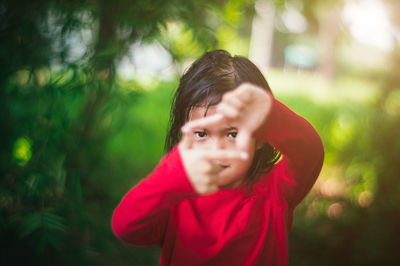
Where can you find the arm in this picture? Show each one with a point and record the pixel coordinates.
(301, 147)
(142, 215)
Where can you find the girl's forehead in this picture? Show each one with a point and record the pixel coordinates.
(199, 112)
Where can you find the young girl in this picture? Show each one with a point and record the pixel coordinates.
(224, 195)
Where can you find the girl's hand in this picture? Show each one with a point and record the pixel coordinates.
(246, 107)
(201, 166)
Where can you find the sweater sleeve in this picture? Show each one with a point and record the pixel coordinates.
(301, 148)
(142, 215)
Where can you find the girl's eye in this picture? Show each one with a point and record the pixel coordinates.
(232, 135)
(200, 134)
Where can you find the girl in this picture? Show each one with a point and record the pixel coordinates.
(223, 195)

TO DO:
Reproduce exactly the line containing "Where can you find the sweater" and all lines after it through the end of the listing above; leave out every earlier line.

REPLY TO THE TASK:
Where can you find the sweater sleeve in this picture? Show each one with a point and record the pixel coordinates.
(301, 148)
(142, 215)
Where can you find the girl's eye in this picture? Show each one with a point and record the pixel coordinates.
(232, 135)
(200, 134)
Where can you find the girl in this picture? Show each one with a point and record the pixel coordinates.
(223, 195)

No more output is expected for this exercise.